TASK STATEMENT
Print the rows below verbatim, everything from the line containing "Locate all occurrences of turn signal light." down to the line containing "[0,81,6,90]", with both of those lines included.
------ ROWS ------
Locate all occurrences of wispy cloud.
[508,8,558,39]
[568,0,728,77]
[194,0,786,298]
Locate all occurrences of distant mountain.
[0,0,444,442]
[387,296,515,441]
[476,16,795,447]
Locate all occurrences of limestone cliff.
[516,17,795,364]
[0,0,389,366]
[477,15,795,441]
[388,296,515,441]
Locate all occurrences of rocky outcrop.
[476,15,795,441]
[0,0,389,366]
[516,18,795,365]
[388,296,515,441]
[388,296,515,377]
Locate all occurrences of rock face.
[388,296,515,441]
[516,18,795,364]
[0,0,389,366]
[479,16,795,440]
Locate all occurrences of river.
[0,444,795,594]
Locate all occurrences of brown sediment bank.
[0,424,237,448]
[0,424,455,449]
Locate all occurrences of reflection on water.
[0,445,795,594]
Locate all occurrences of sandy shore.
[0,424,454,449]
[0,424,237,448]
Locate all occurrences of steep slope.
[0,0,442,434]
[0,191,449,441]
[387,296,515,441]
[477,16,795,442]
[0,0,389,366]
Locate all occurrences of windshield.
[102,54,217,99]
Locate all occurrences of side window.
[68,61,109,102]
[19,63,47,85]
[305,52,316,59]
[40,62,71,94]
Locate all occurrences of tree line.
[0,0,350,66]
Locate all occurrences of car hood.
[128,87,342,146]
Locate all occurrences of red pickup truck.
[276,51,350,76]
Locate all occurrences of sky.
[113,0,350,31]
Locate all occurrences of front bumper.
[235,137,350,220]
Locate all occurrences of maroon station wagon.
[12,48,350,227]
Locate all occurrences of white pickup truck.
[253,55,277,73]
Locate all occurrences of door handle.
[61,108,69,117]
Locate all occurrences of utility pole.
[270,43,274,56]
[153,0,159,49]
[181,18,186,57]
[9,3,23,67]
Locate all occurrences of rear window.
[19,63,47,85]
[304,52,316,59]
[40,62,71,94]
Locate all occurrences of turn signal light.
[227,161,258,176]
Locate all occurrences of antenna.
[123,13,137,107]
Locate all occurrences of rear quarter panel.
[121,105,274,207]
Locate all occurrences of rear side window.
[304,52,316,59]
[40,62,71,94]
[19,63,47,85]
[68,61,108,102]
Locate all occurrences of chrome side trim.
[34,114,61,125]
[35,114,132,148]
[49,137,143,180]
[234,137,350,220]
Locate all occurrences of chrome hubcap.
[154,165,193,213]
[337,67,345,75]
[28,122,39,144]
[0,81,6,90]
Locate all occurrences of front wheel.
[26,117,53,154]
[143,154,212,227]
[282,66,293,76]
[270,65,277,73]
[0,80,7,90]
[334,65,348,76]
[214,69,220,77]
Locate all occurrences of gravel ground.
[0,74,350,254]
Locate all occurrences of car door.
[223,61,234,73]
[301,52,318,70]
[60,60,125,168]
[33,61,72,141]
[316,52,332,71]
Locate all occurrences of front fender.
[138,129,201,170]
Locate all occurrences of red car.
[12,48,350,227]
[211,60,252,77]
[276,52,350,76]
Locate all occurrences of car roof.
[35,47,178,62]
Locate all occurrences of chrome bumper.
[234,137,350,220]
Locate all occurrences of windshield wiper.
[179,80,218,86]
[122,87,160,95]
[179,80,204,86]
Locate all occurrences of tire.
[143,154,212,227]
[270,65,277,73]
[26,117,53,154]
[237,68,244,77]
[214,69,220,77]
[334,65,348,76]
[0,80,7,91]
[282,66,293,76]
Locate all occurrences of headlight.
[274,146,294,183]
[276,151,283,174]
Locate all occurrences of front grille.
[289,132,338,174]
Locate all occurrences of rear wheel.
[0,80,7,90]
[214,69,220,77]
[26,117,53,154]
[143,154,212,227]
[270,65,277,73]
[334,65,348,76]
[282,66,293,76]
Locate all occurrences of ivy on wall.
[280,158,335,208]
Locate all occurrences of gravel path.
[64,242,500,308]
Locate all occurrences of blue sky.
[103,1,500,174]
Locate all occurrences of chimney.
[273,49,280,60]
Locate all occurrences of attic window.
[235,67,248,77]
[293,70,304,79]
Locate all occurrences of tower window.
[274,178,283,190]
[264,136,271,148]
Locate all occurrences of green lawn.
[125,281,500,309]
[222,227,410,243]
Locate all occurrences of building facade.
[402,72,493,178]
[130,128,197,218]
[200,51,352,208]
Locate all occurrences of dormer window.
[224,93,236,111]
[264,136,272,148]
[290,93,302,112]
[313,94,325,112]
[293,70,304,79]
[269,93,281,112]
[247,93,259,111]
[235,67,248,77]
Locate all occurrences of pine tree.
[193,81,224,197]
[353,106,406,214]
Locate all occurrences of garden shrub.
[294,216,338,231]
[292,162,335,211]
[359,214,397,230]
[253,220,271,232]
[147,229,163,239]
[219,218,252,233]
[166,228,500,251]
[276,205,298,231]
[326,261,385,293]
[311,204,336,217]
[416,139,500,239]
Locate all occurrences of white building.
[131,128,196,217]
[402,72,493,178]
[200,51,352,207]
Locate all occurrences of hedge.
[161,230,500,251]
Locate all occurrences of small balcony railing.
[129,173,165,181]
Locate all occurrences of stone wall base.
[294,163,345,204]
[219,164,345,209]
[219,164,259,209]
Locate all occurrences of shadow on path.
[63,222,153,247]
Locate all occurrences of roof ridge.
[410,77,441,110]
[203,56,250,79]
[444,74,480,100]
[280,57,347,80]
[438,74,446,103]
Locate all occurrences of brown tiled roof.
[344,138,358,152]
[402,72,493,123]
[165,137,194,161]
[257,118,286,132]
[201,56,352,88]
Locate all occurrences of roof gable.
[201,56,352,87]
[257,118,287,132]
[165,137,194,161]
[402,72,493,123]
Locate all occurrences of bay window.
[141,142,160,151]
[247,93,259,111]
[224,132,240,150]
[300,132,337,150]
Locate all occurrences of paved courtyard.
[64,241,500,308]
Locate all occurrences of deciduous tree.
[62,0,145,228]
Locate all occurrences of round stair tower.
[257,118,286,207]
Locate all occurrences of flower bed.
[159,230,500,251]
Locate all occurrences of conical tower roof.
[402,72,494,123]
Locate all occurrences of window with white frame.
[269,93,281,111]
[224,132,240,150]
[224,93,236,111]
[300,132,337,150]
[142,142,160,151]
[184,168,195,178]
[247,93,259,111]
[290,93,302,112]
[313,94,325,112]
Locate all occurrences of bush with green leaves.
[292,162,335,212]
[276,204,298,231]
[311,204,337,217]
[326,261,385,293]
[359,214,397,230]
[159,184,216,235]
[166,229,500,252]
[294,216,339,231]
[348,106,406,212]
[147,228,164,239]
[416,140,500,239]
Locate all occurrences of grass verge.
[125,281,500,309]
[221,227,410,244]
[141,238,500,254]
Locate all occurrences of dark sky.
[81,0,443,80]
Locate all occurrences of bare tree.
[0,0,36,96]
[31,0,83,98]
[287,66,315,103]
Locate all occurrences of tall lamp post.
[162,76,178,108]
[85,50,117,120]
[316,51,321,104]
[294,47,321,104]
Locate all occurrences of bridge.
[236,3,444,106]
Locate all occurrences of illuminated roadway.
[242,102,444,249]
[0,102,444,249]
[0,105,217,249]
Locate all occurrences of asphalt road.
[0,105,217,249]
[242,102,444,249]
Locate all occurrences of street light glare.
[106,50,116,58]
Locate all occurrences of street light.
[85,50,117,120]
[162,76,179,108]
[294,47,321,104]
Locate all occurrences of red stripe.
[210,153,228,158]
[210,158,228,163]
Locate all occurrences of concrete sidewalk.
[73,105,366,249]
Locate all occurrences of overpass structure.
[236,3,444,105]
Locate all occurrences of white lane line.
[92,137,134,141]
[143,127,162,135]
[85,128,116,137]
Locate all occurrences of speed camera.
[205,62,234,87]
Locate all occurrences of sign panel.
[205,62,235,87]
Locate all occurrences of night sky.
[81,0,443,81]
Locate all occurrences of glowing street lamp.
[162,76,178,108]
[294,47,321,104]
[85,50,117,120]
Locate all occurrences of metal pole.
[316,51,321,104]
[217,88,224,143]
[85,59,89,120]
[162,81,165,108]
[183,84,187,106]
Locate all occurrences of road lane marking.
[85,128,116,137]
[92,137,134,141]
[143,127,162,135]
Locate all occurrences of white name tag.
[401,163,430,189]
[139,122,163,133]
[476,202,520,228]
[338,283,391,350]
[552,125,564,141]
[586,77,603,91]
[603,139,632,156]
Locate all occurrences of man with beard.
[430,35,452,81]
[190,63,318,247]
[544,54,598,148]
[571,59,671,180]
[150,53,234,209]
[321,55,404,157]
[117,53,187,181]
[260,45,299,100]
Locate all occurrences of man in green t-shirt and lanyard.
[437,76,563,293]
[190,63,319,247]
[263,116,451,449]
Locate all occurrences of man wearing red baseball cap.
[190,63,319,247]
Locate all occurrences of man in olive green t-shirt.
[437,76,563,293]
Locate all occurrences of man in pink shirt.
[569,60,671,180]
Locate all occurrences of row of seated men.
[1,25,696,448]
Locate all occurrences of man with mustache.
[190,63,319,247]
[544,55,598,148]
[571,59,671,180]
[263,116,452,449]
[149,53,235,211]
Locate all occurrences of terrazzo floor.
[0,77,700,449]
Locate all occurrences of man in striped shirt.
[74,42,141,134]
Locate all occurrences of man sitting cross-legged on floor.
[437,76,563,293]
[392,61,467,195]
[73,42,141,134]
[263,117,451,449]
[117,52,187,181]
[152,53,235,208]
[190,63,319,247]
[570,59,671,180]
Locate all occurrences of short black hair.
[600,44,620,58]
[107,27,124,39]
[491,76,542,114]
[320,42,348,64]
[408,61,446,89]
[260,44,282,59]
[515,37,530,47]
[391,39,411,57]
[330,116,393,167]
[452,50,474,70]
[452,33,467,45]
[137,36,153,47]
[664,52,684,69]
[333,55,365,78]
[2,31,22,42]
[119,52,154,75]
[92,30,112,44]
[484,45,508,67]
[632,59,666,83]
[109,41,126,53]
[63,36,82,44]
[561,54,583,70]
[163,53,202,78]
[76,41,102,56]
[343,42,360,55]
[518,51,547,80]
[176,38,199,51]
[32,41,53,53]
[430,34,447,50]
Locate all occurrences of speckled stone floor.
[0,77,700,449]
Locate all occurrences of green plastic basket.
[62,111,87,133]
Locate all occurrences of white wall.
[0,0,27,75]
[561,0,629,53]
------
FINAL RESULT
Locate all occurrences of turn signal light.
[227,161,258,176]
Locate all occurrences of antenna.
[123,13,137,107]
Locate all occurrences of rear quarter panel.
[121,105,274,207]
Locate all occurrences of rear side window.
[304,52,316,59]
[40,62,71,94]
[19,63,47,85]
[68,61,108,102]
Locate all occurrences of chrome side trim.
[34,114,61,125]
[35,114,132,148]
[49,137,143,180]
[234,137,350,220]
Locate all occurrences of chrome hubcap.
[154,165,193,213]
[337,67,345,75]
[28,122,39,144]
[0,81,6,90]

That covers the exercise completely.